→ **PROBLEM REQUIREMENTS**
Start at the line with "box: [1464, 23, 2168, 1298]" in the records below, stop at the line with "10L1525 370L1445 1135L1535", and return every line in that span exactly, the two end lines included.

-- DATA EXTRACT follows --

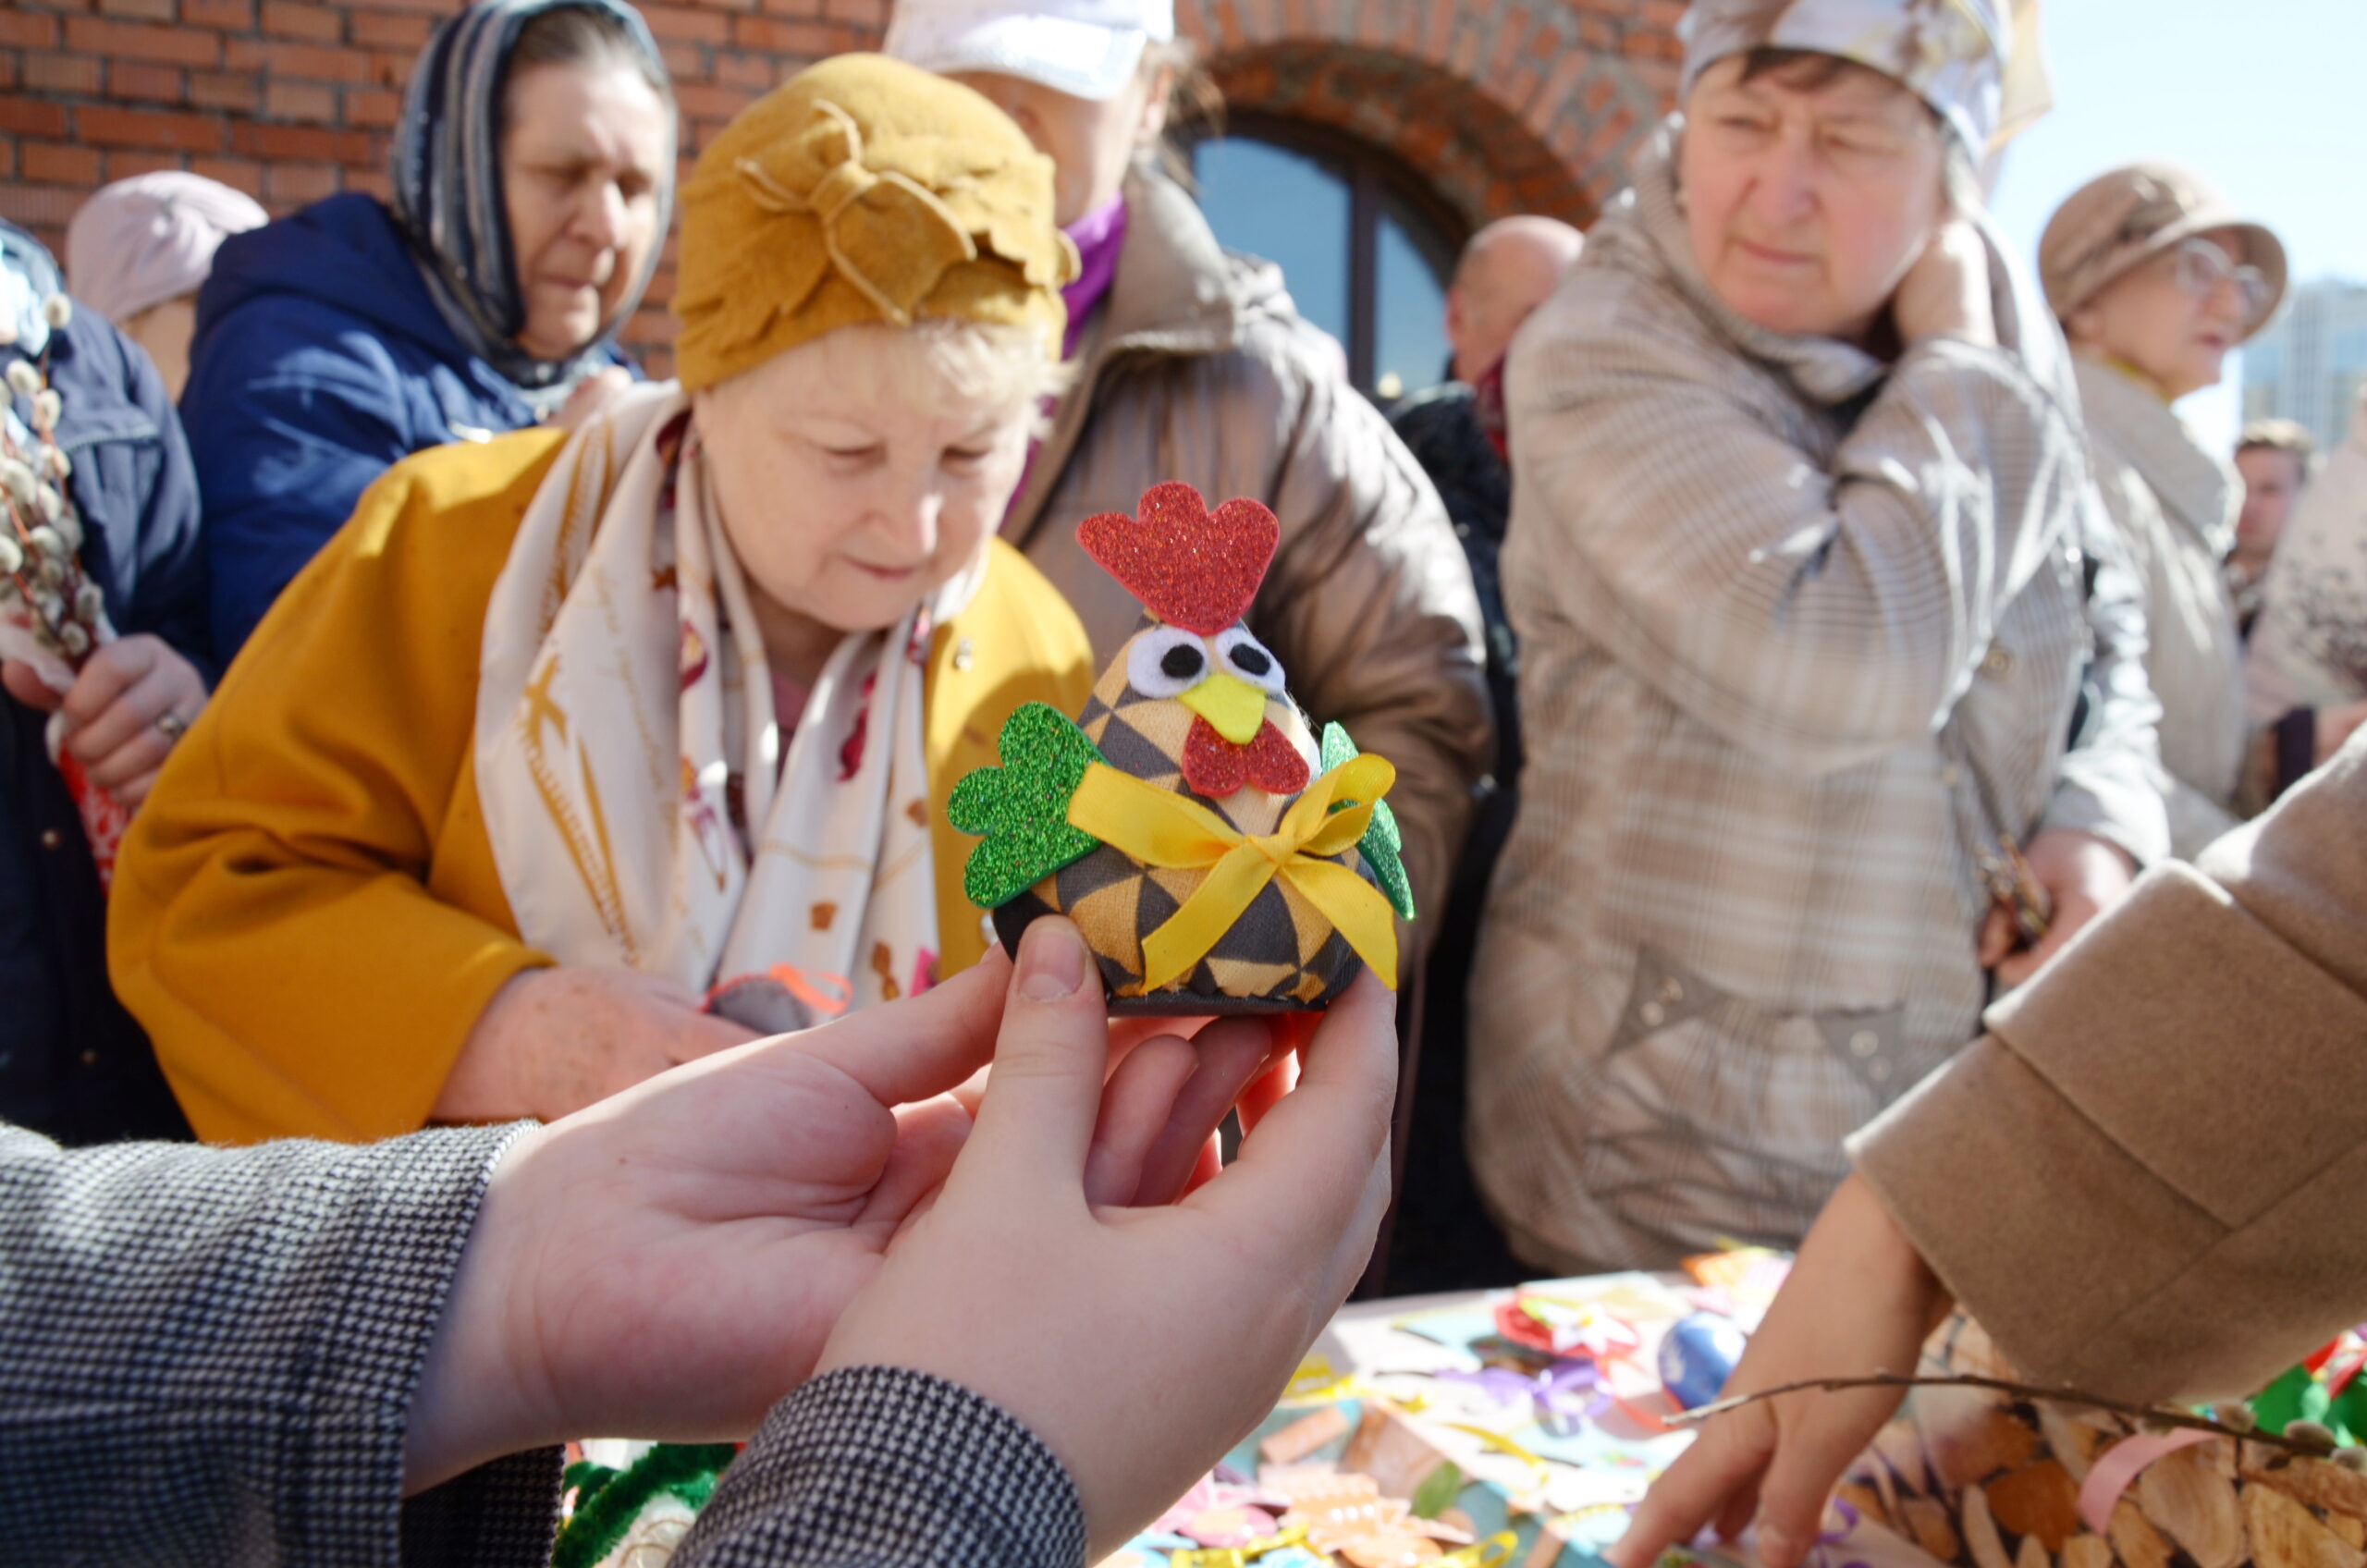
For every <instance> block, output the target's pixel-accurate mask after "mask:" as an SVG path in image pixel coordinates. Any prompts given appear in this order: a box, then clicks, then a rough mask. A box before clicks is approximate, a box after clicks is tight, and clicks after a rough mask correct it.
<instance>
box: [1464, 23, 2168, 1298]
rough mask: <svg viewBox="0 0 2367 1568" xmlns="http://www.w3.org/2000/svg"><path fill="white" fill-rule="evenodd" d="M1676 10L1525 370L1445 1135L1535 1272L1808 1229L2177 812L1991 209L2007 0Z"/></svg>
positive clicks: (1539, 313)
mask: <svg viewBox="0 0 2367 1568" xmlns="http://www.w3.org/2000/svg"><path fill="white" fill-rule="evenodd" d="M1685 38H1688V52H1685V71H1683V114H1681V116H1676V118H1671V121H1669V126H1666V128H1664V130H1662V133H1659V137H1657V142H1655V144H1652V147H1650V149H1647V152H1645V154H1643V159H1640V163H1638V168H1636V187H1633V189H1631V192H1626V194H1624V197H1621V199H1619V201H1617V204H1614V206H1612V211H1610V213H1607V216H1605V218H1602V223H1600V225H1595V230H1593V234H1588V244H1586V256H1584V261H1581V263H1579V268H1576V270H1574V272H1572V277H1569V282H1565V284H1562V289H1560V294H1557V296H1555V298H1550V301H1548V303H1546V306H1543V308H1541V310H1539V313H1536V315H1534V317H1531V320H1529V327H1524V332H1522V339H1520V341H1517V343H1515V348H1513V362H1510V369H1508V379H1505V391H1508V407H1510V426H1513V443H1510V445H1513V523H1510V542H1508V545H1505V571H1503V578H1505V599H1508V611H1510V616H1513V625H1515V630H1517V632H1520V642H1522V692H1520V699H1522V730H1524V734H1527V744H1529V760H1527V770H1524V775H1522V812H1520V822H1517V824H1515V829H1513V838H1510V843H1508V848H1505V855H1503V862H1501V865H1498V872H1496V883H1494V891H1491V898H1489V914H1486V928H1484V933H1482V947H1479V959H1477V971H1475V976H1472V997H1475V1002H1472V1123H1470V1151H1472V1161H1475V1168H1477V1175H1479V1182H1482V1189H1484V1194H1486V1199H1489V1203H1491V1208H1494V1210H1496V1215H1498V1217H1501V1220H1503V1222H1505V1227H1508V1234H1510V1241H1513V1248H1515V1251H1517V1253H1520V1255H1522V1258H1524V1260H1527V1262H1531V1265H1539V1267H1553V1270H1584V1267H1605V1265H1612V1267H1619V1265H1666V1262H1671V1260H1676V1258H1678V1255H1683V1253H1690V1251H1702V1248H1709V1246H1714V1244H1718V1241H1721V1239H1728V1236H1733V1239H1754V1241H1771V1244H1794V1241H1799V1236H1801V1232H1804V1229H1806V1225H1808V1220H1811V1217H1813V1215H1815V1210H1818V1206H1820V1203H1823V1201H1825V1196H1827V1194H1830V1191H1832V1187H1834V1182H1839V1180H1842V1175H1844V1158H1842V1139H1844V1137H1846V1135H1849V1132H1851V1130H1853V1127H1856V1125H1860V1123H1863V1120H1868V1118H1870V1116H1875V1113H1877V1111H1879V1108H1882V1106H1886V1104H1889V1101H1891V1099H1896V1097H1898V1094H1901V1092H1905V1090H1908V1087H1910V1085H1913V1082H1915V1080H1917V1078H1922V1075H1924V1073H1929V1071H1931V1068H1936V1066H1939V1063H1943V1061H1946V1059H1948V1056H1950V1054H1953V1052H1958V1049H1960V1047H1962V1045H1965V1042H1967V1040H1972V1035H1974V1030H1976V1021H1979V1016H1981V1007H1984V1002H1986V1000H1988V997H1991V990H1993V983H1995V981H2007V983H2012V981H2017V978H2021V976H2026V973H2031V971H2033V969H2036V966H2038V964H2040V962H2043V959H2045V957H2047V955H2050V952H2055V950H2057V947H2059V945H2062V940H2064V938H2066V936H2069V933H2071V931H2076V928H2078V926H2081V924H2083V921H2085V919H2090V917H2092V914H2095V912H2097V910H2102V907H2104V905H2109V902H2114V900H2116V898H2118V895H2121V893H2123V891H2126V888H2128V881H2130V874H2133V869H2135V865H2137V862H2145V860H2152V857H2156V855H2161V853H2163V848H2166V831H2163V817H2161V801H2159V798H2156V796H2154V791H2152V758H2154V737H2152V718H2154V701H2152V696H2149V694H2147V692H2145V677H2142V668H2137V666H2135V661H2133V658H2130V649H2133V647H2135V640H2137V635H2140V632H2137V628H2135V623H2133V621H2135V616H2133V611H2135V602H2133V587H2130V585H2128V580H2126V576H2123V573H2100V578H2097V585H2095V592H2090V587H2088V583H2085V580H2083V578H2085V573H2083V566H2081V547H2083V531H2085V528H2088V526H2090V523H2092V519H2090V502H2092V488H2090V486H2088V469H2085V457H2083V450H2081V433H2078V415H2076V393H2073V388H2071V367H2069V362H2066V355H2064V348H2062V339H2059V336H2057V332H2055V322H2052V320H2050V315H2047V310H2045V306H2043V303H2040V301H2038V296H2036V289H2033V287H2029V284H2026V279H2021V277H2019V275H2017V270H2014V265H2012V263H2010V261H2007V258H2005V251H2002V249H2000V246H1998V242H1995V237H1993V234H1991V230H1988V227H1986V223H1984V220H1981V216H1979V187H1976V180H1974V178H1972V175H1974V168H1976V161H1979V156H1981V154H1984V149H1986V147H1988V144H1991V140H1993V137H1995V133H1998V128H2000V118H2002V116H2005V114H2007V111H2010V104H2007V102H2005V85H2007V64H2010V62H2007V57H2010V52H2012V26H2010V21H2007V17H2005V12H2002V7H2000V5H1998V2H1995V0H1943V2H1934V0H1792V2H1780V0H1778V2H1771V0H1700V2H1697V5H1695V7H1692V12H1690V14H1688V19H1685ZM2090 647H2095V654H2092V656H2090ZM2083 675H2085V699H2088V701H2085V713H2083V720H2081V727H2078V739H2076V744H2069V746H2066V741H2069V739H2071V734H2073V708H2076V706H2078V701H2081V696H2083ZM2047 917H2050V924H2045V926H2040V921H2043V919H2047Z"/></svg>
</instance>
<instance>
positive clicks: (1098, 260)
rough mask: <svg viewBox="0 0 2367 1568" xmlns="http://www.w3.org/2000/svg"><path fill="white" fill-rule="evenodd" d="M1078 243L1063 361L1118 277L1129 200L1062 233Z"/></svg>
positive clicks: (1074, 350) (1073, 223)
mask: <svg viewBox="0 0 2367 1568" xmlns="http://www.w3.org/2000/svg"><path fill="white" fill-rule="evenodd" d="M1060 232H1063V234H1068V237H1070V239H1072V242H1075V244H1077V261H1079V263H1084V265H1079V268H1077V282H1072V284H1068V287H1065V289H1060V303H1063V306H1068V332H1063V334H1060V360H1063V362H1065V360H1075V358H1077V339H1082V336H1084V322H1086V317H1089V315H1094V308H1096V306H1101V298H1103V296H1105V294H1108V291H1110V282H1112V279H1115V277H1117V253H1120V251H1124V249H1127V199H1124V197H1110V199H1108V201H1105V204H1103V206H1098V208H1094V211H1091V213H1086V216H1084V218H1077V223H1072V225H1068V227H1065V230H1060ZM1051 410H1053V403H1051V398H1046V400H1044V412H1046V415H1049V412H1051ZM1041 445H1044V443H1041V441H1030V443H1027V462H1025V467H1020V483H1018V486H1013V490H1011V500H1008V502H1006V505H1004V516H1006V519H1008V516H1011V507H1018V505H1020V495H1023V493H1025V490H1027V476H1030V474H1034V460H1037V452H1039V450H1041Z"/></svg>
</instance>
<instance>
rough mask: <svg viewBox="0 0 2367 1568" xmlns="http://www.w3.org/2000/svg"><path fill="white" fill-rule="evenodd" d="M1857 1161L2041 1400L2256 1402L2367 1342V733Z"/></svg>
mask: <svg viewBox="0 0 2367 1568" xmlns="http://www.w3.org/2000/svg"><path fill="white" fill-rule="evenodd" d="M1988 1028H1991V1035H1988V1037H1986V1040H1981V1042H1979V1045H1974V1047H1972V1049H1969V1052H1965V1054H1962V1056H1960V1059H1958V1061H1955V1063H1950V1066H1948V1068H1946V1071H1943V1073H1936V1075H1931V1078H1929V1080H1927V1082H1924V1085H1922V1087H1920V1090H1917V1092H1915V1094H1910V1097H1908V1099H1903V1101H1901V1104H1898V1106H1894V1108H1891V1111H1889V1113H1886V1116H1884V1118H1882V1120H1877V1123H1872V1125H1870V1127H1868V1130H1865V1132H1860V1135H1858V1137H1856V1139H1851V1153H1853V1156H1856V1161H1858V1170H1860V1172H1863V1175H1865V1177H1868V1180H1870V1182H1872V1187H1875V1191H1879V1194H1882V1199H1884V1203H1886V1206H1889V1210H1891V1215H1894V1217H1896V1220H1898V1222H1901V1227H1903V1229H1905V1234H1908V1236H1910V1239H1913V1241H1915V1246H1917V1248H1920V1251H1922V1255H1924V1258H1927V1260H1929V1262H1931V1267H1934V1272H1936V1274H1939V1277H1941V1281H1946V1284H1948V1289H1950V1291H1955V1296H1958V1298H1960V1300H1962V1303H1965V1305H1967V1307H1969V1310H1972V1312H1974V1317H1979V1319H1981V1322H1984V1324H1986V1326H1988V1331H1991V1336H1993V1338H1995V1341H1998V1345H2000V1348H2002V1350H2005V1355H2007V1357H2010V1360H2012V1362H2017V1364H2019V1367H2021V1369H2024V1371H2026V1374H2029V1376H2036V1379H2043V1381H2062V1383H2069V1386H2076V1388H2083V1390H2088V1393H2100V1395H2114V1397H2133V1400H2166V1397H2178V1400H2199V1397H2220V1395H2244V1393H2253V1390H2258V1388H2260V1386H2263V1383H2268V1381H2270V1379H2272V1376H2277V1374H2279V1371H2282V1369H2287V1367H2291V1364H2294V1362H2298V1360H2301V1357H2303V1355H2308V1352H2310V1350H2315V1348H2317V1345H2322V1343H2324V1341H2327V1338H2331V1336H2334V1334H2336V1331H2339V1329H2343V1326H2346V1324H2353V1322H2358V1319H2360V1317H2362V1315H2367V1208H2362V1203H2360V1194H2362V1189H2367V734H2362V737H2360V739H2358V741H2353V744H2350V746H2348V748H2346V751H2343V753H2341V756H2339V758H2336V760H2334V763H2331V765H2329V767H2327V770H2322V772H2317V775H2315V777H2313V779H2310V782H2308V784H2303V786H2301V789H2296V791H2294V793H2291V796H2289V798H2287V801H2284V803H2282V805H2279V808H2277V810H2275V812H2270V815H2268V817H2260V820H2258V822H2253V824H2249V827H2244V829H2237V831H2234V834H2230V836H2227V838H2223V841H2220V843H2216V846H2213V848H2211V850H2208V853H2206V855H2204V857H2201V862H2199V865H2197V867H2185V865H2163V867H2156V869H2154V872H2149V874H2147V876H2145V881H2140V883H2137V891H2135V893H2133V895H2130V898H2128V902H2123V905H2121V907H2118V910H2114V912H2111V914H2109V917H2107V919H2102V921H2097V924H2095V926H2090V928H2088V931H2085V933H2081V938H2078V940H2076V943H2073V945H2071V947H2066V950H2064V955H2062V957H2059V959H2057V962H2055V964H2052V969H2047V971H2045V976H2043V978H2040V981H2036V983H2033V985H2031V988H2029V990H2024V992H2017V995H2014V997H2010V1000H2007V1002H2002V1004H1998V1007H1995V1009H1991V1016H1988Z"/></svg>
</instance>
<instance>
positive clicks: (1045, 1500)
mask: <svg viewBox="0 0 2367 1568" xmlns="http://www.w3.org/2000/svg"><path fill="white" fill-rule="evenodd" d="M923 1563H925V1566H930V1568H1079V1566H1082V1563H1084V1504H1082V1502H1079V1499H1077V1487H1075V1483H1070V1478H1068V1471H1065V1469H1060V1461H1058V1459H1056V1457H1053V1452H1051V1450H1049V1447H1044V1442H1041V1440H1039V1438H1037V1435H1034V1433H1032V1431H1027V1426H1023V1424H1020V1421H1018V1419H1015V1416H1011V1414H1008V1412H1004V1409H1001V1407H999V1405H992V1402H989V1400H985V1397H980V1395H975V1393H970V1390H968V1388H961V1386H959V1383H947V1381H944V1379H933V1376H925V1374H918V1371H904V1369H897V1367H847V1369H840V1371H831V1374H824V1376H819V1379H814V1381H810V1383H805V1386H802V1388H798V1393H793V1395H788V1397H786V1400H781V1402H779V1405H776V1407H774V1412H772V1416H769V1419H767V1421H765V1426H762V1431H757V1435H755V1442H750V1445H748V1450H746V1452H743V1454H741V1457H739V1461H734V1466H731V1469H729V1471H727V1473H724V1480H722V1485H720V1487H717V1490H715V1499H712V1502H710V1504H708V1509H705V1514H701V1516H698V1525H696V1528H694V1530H691V1535H689V1537H686V1540H684V1544H682V1551H679V1554H677V1556H675V1568H838V1566H845V1568H918V1566H923Z"/></svg>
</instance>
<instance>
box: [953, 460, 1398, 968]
mask: <svg viewBox="0 0 2367 1568" xmlns="http://www.w3.org/2000/svg"><path fill="white" fill-rule="evenodd" d="M1278 538H1281V531H1278V526H1276V521H1273V514H1271V512H1266V509H1264V507H1259V505H1257V502H1252V500H1231V502H1226V505H1221V507H1217V509H1214V512H1210V509H1207V505H1205V502H1202V500H1200V493H1198V490H1193V488H1191V486H1181V483H1165V486H1155V488H1153V490H1148V493H1146V495H1143V502H1141V512H1139V516H1122V514H1115V512H1108V514H1101V516H1091V519H1086V521H1084V523H1082V526H1079V528H1077V542H1079V545H1084V550H1086V554H1091V557H1094V561H1098V564H1101V566H1103V571H1108V573H1110V576H1112V578H1117V580H1120V583H1122V585H1124V587H1127V592H1131V595H1134V597H1136V599H1141V602H1143V609H1146V613H1143V621H1141V625H1136V630H1134V637H1129V640H1127V644H1124V647H1122V649H1120V654H1117V658H1115V661H1110V668H1108V670H1103V675H1101V682H1098V685H1096V687H1094V696H1091V699H1089V701H1086V706H1084V713H1082V720H1079V722H1072V720H1070V718H1068V715H1063V713H1058V711H1056V708H1049V706H1044V703H1027V706H1025V708H1020V711H1018V713H1013V715H1011V720H1008V722H1006V725H1004V734H1001V744H999V751H1001V767H980V770H978V772H973V775H968V777H966V779H961V782H959V784H956V786H954V798H952V805H949V812H947V815H949V817H952V822H954V827H956V829H961V831H966V834H978V836H980V838H982V843H980V846H978V848H975V850H973V853H970V860H968V867H966V874H963V888H966V891H968V895H970V900H973V902H978V905H980V907H985V910H992V912H994V931H997V936H1001V940H1004V945H1006V947H1013V950H1015V947H1018V940H1020V931H1025V928H1027V921H1032V919H1037V917H1039V914H1056V912H1058V914H1068V917H1070V919H1072V921H1077V928H1079V931H1082V933H1084V940H1086V945H1089V947H1091V950H1094V955H1096V957H1098V962H1101V976H1103V981H1105V985H1108V990H1110V1009H1112V1011H1120V1014H1226V1011H1302V1009H1318V1007H1326V1004H1328V1002H1330V1000H1333V997H1335V995H1340V990H1342V988H1344V985H1347V983H1349V981H1352V978H1354V976H1356V964H1359V959H1361V962H1363V964H1370V966H1373V971H1375V973H1380V978H1382V981H1385V983H1387V985H1389V988H1394V985H1397V924H1394V919H1392V914H1401V917H1406V919H1413V895H1411V891H1408V886H1406V869H1404V865H1401V862H1399V831H1397V820H1394V817H1392V815H1389V805H1387V803H1385V801H1382V796H1385V793H1387V791H1389V784H1392V782H1394V777H1397V770H1394V767H1389V763H1387V760H1382V758H1378V756H1359V753H1356V746H1354V744H1349V739H1347V732H1344V730H1342V727H1340V725H1326V727H1323V744H1321V748H1318V746H1316V739H1314V734H1311V732H1309V725H1307V715H1304V713H1299V708H1297V703H1295V701H1290V694H1288V692H1285V685H1283V666H1281V663H1278V661H1276V658H1273V654H1271V651H1266V649H1264V647H1262V644H1259V642H1257V637H1252V635H1250V628H1247V625H1243V621H1240V618H1243V613H1247V609H1250V602H1252V599H1255V597H1257V585H1259V583H1262V580H1264V576H1266V564H1269V561H1273V547H1276V542H1278Z"/></svg>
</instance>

-- DATA EXTRACT concluded --

→ **RESULT**
box: [1464, 23, 2168, 1298]
rough mask: <svg viewBox="0 0 2367 1568" xmlns="http://www.w3.org/2000/svg"><path fill="white" fill-rule="evenodd" d="M1676 10L1525 370L1445 1135L1535 1272L1808 1229L2177 812L1991 209L2007 0Z"/></svg>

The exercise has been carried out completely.